EXERCISE OBJECTIVE
Nothing outside the stretch is wanted. Repeat exactly the lines of the listing below from the one that contains "the wall, each" through the one that contains "[(105, 16), (102, 14), (5, 21)]", both ends included.

PROVIDED MATERIAL
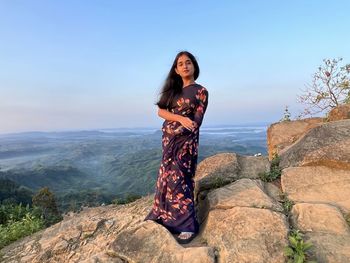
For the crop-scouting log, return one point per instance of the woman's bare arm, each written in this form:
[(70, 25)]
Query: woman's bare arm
[(185, 121)]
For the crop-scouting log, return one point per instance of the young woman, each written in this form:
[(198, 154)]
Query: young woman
[(182, 104)]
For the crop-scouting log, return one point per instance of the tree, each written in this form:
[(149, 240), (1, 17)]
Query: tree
[(45, 201), (330, 87)]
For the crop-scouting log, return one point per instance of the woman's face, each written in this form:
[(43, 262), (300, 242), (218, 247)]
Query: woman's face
[(184, 67)]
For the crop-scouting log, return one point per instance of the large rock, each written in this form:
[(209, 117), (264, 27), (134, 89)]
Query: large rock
[(247, 235), (243, 192), (150, 242), (341, 112), (326, 145), (324, 226), (283, 134), (318, 184)]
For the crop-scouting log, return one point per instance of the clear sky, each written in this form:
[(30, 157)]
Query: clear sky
[(68, 65)]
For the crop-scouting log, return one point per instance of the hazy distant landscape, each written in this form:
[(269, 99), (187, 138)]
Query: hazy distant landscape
[(92, 167)]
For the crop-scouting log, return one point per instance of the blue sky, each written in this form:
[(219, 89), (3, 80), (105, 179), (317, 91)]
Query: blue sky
[(67, 65)]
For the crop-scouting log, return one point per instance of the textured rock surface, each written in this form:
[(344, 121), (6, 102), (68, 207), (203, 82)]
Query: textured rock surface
[(341, 112), (242, 218), (325, 227), (327, 144), (224, 168), (280, 135), (318, 184)]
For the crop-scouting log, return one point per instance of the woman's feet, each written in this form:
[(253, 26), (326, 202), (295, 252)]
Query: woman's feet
[(185, 237)]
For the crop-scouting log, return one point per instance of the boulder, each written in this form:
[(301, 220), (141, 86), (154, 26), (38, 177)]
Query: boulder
[(283, 134), (341, 112)]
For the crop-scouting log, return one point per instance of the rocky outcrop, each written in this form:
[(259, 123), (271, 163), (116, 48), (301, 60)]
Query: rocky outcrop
[(280, 135), (327, 144), (341, 112), (242, 219)]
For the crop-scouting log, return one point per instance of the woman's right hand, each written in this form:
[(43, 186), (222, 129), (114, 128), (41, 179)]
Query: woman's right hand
[(187, 123)]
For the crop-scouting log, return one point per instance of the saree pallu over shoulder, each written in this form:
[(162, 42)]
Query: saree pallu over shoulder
[(173, 205)]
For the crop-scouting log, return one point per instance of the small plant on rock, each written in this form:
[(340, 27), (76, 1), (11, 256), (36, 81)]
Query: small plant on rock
[(286, 203), (347, 218), (297, 250), (286, 115)]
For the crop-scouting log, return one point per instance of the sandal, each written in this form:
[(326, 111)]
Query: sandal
[(189, 235)]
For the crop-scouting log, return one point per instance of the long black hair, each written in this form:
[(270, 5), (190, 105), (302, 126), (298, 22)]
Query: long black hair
[(173, 83)]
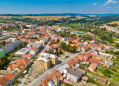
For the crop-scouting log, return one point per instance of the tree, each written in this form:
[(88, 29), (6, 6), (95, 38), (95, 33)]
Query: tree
[(106, 51), (117, 58), (70, 48), (57, 41), (74, 48), (60, 52), (20, 46), (4, 62), (63, 45)]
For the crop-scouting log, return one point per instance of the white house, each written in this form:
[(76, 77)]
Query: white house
[(10, 77), (33, 50), (73, 74)]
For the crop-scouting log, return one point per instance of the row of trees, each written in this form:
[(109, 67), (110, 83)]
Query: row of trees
[(68, 47), (22, 45)]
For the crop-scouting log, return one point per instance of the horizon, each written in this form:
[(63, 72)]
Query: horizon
[(58, 7)]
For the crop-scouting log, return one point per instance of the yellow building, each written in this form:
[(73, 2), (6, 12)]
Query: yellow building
[(45, 60)]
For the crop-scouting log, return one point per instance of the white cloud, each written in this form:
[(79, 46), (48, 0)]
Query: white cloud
[(108, 7), (109, 1), (94, 3)]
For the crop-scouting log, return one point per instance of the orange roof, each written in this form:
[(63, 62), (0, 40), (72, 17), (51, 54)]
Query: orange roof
[(27, 55), (87, 47), (9, 76), (74, 45), (3, 81), (25, 61), (34, 48), (93, 66), (75, 41)]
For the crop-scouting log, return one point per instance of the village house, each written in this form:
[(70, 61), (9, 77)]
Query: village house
[(73, 74), (92, 67), (10, 77), (4, 81), (45, 60)]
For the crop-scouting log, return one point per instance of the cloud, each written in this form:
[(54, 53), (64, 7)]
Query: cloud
[(110, 1), (108, 7), (94, 3)]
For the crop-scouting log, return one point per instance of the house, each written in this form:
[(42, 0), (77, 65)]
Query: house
[(21, 52), (61, 68), (108, 64), (85, 78), (73, 74), (102, 80), (92, 67), (33, 50), (10, 77), (85, 49), (93, 60), (54, 79), (45, 60), (16, 74), (27, 56), (4, 81)]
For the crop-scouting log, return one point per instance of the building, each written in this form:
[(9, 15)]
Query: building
[(73, 74), (102, 80), (10, 77), (22, 51), (33, 50), (63, 67), (35, 44), (92, 67), (4, 81), (0, 32), (9, 48), (16, 74), (45, 60), (2, 53)]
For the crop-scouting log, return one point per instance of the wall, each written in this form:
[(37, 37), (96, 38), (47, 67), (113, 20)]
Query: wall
[(2, 53), (9, 48)]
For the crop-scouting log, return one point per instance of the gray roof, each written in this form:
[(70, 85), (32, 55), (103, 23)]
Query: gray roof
[(15, 73), (74, 72), (63, 67)]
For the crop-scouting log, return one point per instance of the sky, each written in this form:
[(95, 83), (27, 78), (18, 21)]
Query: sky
[(59, 6)]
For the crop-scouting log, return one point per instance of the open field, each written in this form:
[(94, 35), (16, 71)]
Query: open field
[(47, 17), (117, 22)]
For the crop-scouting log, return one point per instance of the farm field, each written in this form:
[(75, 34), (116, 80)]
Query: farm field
[(117, 22), (47, 17)]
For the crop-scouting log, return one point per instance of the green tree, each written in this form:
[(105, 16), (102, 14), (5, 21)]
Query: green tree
[(63, 45), (70, 48), (74, 48), (57, 41)]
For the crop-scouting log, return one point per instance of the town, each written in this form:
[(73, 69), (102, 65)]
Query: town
[(58, 55)]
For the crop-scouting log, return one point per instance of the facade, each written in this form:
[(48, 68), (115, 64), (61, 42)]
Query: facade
[(0, 32), (9, 48), (73, 74), (2, 53), (10, 77), (4, 82), (45, 60), (33, 50)]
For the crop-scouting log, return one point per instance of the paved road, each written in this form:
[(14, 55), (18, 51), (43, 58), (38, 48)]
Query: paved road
[(37, 81), (22, 80)]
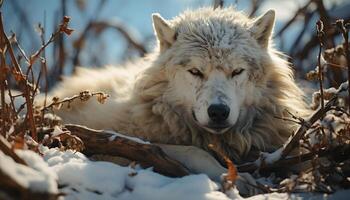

TASK RESULT
For the crop-scouting log, return one point per instance of the wall, each written in this form:
[(37, 37), (96, 38), (47, 67), (113, 20)]
Query: wall
[(2, 53), (9, 48)]
For the crop-scouting log, return one point per instance of the gray roof, each written in this form:
[(70, 85), (32, 55), (103, 23)]
Query: gray roof
[(15, 73), (74, 72), (63, 67)]
For the crop-scouting log, return one point per instance of the sky, each written in this form:
[(95, 83), (27, 78), (18, 21)]
Query: sky
[(59, 6)]
For the crop-scouting log, return one point per instance of the open field, each written in this form:
[(94, 35), (16, 71)]
Query: open field
[(47, 17), (117, 22)]
For the crop-scouting log, return one point per instance of the farm field, each written in this form:
[(75, 34), (116, 80)]
Query: farm field
[(117, 22), (47, 17)]
For the crop-scouting log, return one point per instance of the green tree, each written in this form:
[(105, 16), (102, 14), (5, 21)]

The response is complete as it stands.